◆ **Exercise brief**
Exactly the lines from the one containing "of the beach" through the final line of the data are to be written out again, with nothing added.

◆ **Supplied data**
---*---
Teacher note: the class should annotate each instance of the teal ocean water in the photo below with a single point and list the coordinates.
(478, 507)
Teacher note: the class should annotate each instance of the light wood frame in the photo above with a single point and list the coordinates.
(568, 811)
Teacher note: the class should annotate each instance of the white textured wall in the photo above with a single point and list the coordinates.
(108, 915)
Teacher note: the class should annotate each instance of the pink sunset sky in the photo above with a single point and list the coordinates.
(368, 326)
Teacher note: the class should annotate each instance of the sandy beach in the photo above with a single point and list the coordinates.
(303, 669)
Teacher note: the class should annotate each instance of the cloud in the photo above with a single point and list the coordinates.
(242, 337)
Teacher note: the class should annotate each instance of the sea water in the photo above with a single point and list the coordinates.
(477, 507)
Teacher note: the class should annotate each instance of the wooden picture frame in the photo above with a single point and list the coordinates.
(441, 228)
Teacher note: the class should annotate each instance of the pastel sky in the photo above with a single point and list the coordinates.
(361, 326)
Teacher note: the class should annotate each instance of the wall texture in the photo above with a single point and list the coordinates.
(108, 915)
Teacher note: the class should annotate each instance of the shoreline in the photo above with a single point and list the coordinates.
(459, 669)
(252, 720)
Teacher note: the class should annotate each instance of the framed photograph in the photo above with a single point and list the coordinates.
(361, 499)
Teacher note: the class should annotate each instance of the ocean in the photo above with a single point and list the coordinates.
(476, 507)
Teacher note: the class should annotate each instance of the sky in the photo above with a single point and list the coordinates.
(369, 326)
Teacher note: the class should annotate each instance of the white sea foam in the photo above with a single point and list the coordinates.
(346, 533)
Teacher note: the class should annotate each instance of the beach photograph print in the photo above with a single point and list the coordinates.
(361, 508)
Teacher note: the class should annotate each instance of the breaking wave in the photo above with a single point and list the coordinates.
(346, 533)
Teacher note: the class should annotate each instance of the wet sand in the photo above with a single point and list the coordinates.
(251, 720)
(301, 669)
---*---
◆ **Solution below**
Teacher note: the class should annotate each instance of the beach photograph print in the photo above with a single point and list the coordinates.
(361, 508)
Teacher note: the class should annotate each instance of the breaking wave in the photo above with a single point and list the coordinates.
(346, 533)
Teacher note: the class should annotate each instance of the wet sand in the photo above with a single point and list the coordinates.
(251, 720)
(301, 669)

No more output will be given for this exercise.